**YOUR ASSIGNMENT**
Reprint every line of the data, keeping each character intact.

== Segment start ==

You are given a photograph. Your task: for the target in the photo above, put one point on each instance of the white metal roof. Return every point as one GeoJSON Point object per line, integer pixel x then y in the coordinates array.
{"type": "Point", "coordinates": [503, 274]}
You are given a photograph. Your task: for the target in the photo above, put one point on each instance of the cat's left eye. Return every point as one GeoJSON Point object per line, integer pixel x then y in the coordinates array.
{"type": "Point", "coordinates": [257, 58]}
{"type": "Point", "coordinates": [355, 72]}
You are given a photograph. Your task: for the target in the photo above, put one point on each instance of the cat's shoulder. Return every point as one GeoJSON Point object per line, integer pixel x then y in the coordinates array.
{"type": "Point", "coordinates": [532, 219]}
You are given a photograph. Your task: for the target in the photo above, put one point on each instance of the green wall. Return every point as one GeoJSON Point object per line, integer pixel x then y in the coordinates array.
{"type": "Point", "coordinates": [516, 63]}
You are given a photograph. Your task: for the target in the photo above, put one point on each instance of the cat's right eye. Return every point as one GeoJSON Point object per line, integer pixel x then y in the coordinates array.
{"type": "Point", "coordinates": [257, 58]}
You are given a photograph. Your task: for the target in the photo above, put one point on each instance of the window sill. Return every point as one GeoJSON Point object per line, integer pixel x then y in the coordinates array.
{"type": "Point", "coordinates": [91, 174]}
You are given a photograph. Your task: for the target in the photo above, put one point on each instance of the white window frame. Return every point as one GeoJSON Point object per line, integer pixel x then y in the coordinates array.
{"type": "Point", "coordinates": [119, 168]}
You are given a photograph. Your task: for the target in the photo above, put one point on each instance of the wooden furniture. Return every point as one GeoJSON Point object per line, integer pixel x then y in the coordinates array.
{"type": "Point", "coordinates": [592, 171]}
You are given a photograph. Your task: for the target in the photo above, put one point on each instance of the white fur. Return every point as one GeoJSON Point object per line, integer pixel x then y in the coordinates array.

== Segment end ==

**EXPECTED ANSWER**
You are given a photograph. Your task: for the target in the photo above, put one point on each instance of the white metal roof. Return every point as one GeoJSON Point object per line, integer pixel x then y in the coordinates array.
{"type": "Point", "coordinates": [503, 274]}
You are given a photograph. Your task: for the target in the photo above, put one point on each instance of the cat's left eye. Return every point as one GeoJSON Point object per line, integer pixel x then y in the coordinates array.
{"type": "Point", "coordinates": [257, 58]}
{"type": "Point", "coordinates": [355, 72]}
You are given a photograph. Your task: for the target in the photo above, put one point on each instance of the cat's shoulder. Return every point as one GeoJSON Point object per line, integer pixel x then y in the coordinates array.
{"type": "Point", "coordinates": [532, 219]}
You are given a photograph. Your task: for the target in the photo above, put one point on each instance of the green wall. Return every point as one GeoJSON Point object per line, integer pixel x then y in the coordinates array.
{"type": "Point", "coordinates": [516, 63]}
You are given a photograph. Your task: for the target in the photo above, put one point on each instance of the cat's right eye. Return every point as one GeoJSON Point object per line, integer pixel x then y in the coordinates array.
{"type": "Point", "coordinates": [257, 58]}
You are given a photograph. Your task: for the target in the photo above, put one point on each instance of the window sill. Return every point as one GeoJSON Point object per line, integer pixel x then y in the coordinates array.
{"type": "Point", "coordinates": [91, 174]}
You are given a photograph. Your task: for the target in the photo above, put one point on each instance of the white window frame. Return every point as one GeoJSON Point object per line, integer pixel x then y in the coordinates array.
{"type": "Point", "coordinates": [119, 168]}
You are given a photograph. Your task: for the target in the photo above, put one point on each instance of the wooden furniture. Return every point as one GeoJSON Point object per line, integer pixel x then y in the coordinates array.
{"type": "Point", "coordinates": [592, 171]}
You are given a photograph. Your task: for the target in the photo above, put one point on each instance of the white fur. Return every point as one GeoJSON Point object per line, integer pixel x then y in the coordinates array.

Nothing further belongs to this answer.